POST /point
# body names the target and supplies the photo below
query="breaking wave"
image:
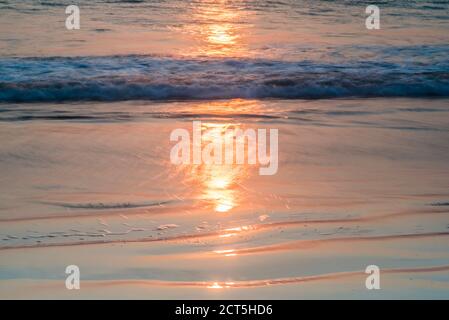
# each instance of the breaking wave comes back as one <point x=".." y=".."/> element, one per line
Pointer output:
<point x="118" y="78"/>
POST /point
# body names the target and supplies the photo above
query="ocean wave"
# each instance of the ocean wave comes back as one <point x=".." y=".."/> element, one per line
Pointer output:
<point x="119" y="78"/>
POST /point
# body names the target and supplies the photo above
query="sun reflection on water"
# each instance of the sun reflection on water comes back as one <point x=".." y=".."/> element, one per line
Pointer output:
<point x="218" y="28"/>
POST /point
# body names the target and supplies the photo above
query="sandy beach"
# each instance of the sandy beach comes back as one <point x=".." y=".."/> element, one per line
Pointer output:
<point x="360" y="174"/>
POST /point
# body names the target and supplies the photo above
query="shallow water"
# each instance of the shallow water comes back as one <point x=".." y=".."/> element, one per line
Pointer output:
<point x="360" y="181"/>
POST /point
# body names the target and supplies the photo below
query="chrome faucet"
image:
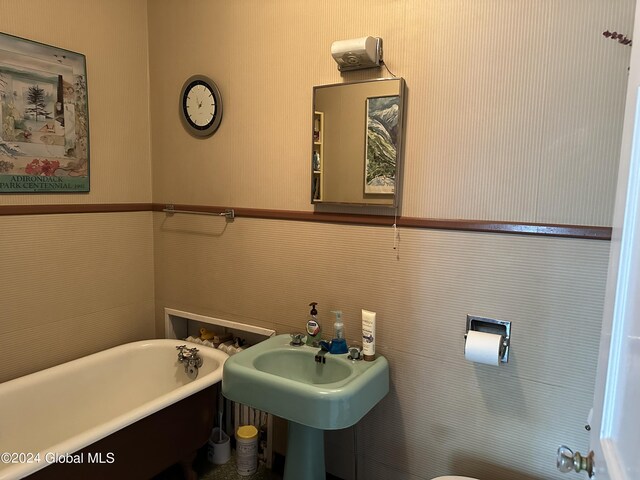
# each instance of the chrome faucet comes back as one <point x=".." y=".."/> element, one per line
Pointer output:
<point x="190" y="359"/>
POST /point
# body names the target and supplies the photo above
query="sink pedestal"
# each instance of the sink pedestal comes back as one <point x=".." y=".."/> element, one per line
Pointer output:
<point x="305" y="453"/>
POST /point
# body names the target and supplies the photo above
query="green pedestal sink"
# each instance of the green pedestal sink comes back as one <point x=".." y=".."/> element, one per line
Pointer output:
<point x="287" y="381"/>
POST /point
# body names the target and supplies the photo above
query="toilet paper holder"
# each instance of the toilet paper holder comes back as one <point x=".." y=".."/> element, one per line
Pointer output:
<point x="490" y="325"/>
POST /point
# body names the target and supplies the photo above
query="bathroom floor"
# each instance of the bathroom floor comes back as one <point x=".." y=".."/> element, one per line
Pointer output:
<point x="209" y="471"/>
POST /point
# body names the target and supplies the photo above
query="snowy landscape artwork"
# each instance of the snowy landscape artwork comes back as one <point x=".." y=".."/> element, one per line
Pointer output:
<point x="382" y="145"/>
<point x="44" y="140"/>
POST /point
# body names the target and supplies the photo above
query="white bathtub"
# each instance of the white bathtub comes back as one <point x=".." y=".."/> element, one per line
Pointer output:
<point x="62" y="409"/>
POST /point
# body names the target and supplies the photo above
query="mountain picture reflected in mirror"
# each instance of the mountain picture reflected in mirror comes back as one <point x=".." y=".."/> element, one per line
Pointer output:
<point x="382" y="144"/>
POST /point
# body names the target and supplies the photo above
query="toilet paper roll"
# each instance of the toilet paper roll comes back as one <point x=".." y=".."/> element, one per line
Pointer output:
<point x="483" y="347"/>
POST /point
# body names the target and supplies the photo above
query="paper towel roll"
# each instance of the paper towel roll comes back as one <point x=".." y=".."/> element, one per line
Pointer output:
<point x="483" y="347"/>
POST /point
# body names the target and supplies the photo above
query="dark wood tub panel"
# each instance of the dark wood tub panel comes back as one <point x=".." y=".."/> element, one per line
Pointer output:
<point x="146" y="447"/>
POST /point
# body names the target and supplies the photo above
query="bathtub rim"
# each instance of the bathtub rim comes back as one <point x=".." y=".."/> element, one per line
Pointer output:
<point x="92" y="435"/>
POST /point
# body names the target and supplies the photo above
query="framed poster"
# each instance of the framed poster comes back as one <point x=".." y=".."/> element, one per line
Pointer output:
<point x="381" y="150"/>
<point x="44" y="140"/>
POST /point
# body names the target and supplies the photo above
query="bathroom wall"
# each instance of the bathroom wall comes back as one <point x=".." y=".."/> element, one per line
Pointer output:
<point x="514" y="113"/>
<point x="74" y="284"/>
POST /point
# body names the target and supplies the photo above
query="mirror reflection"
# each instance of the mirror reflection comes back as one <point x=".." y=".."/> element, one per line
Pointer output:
<point x="357" y="137"/>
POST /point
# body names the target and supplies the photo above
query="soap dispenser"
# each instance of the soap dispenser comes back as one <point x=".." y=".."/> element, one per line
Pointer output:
<point x="313" y="326"/>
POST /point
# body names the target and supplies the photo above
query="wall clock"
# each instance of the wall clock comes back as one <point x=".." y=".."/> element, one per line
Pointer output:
<point x="200" y="106"/>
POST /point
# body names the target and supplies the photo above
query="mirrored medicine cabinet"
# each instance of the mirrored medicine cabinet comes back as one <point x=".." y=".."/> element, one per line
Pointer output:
<point x="357" y="142"/>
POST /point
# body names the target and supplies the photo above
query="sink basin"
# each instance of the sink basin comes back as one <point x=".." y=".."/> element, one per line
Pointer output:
<point x="294" y="364"/>
<point x="285" y="380"/>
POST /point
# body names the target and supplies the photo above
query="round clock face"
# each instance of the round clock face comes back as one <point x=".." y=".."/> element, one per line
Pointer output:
<point x="200" y="106"/>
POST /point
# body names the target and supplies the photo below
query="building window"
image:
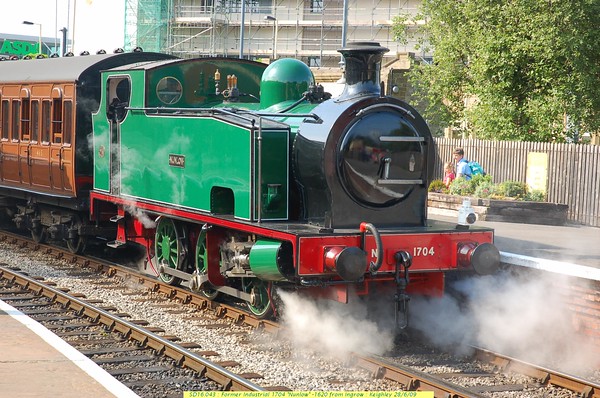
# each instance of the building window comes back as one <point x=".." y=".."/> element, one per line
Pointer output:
<point x="316" y="6"/>
<point x="314" y="62"/>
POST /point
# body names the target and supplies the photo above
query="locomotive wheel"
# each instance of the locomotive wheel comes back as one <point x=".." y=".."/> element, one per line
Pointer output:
<point x="261" y="306"/>
<point x="76" y="244"/>
<point x="202" y="266"/>
<point x="168" y="248"/>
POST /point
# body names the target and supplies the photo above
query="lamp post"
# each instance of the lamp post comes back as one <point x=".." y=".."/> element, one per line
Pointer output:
<point x="274" y="20"/>
<point x="39" y="37"/>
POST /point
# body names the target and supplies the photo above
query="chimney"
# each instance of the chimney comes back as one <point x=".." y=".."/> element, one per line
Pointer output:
<point x="363" y="67"/>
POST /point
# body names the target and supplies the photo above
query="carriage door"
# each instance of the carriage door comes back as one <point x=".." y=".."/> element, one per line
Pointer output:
<point x="61" y="135"/>
<point x="119" y="91"/>
<point x="24" y="138"/>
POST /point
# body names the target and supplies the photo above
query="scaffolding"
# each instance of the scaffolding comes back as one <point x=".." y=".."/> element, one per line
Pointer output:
<point x="148" y="24"/>
<point x="310" y="30"/>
^^^^^^^^^^^^^^^^
▸ **Problem to solve**
Show each line of the items above that contains the string "window". Case counts.

▸ **Solution**
query="building window"
# each instance of the building window comes back as one <point x=".." y=".."/> element, one per line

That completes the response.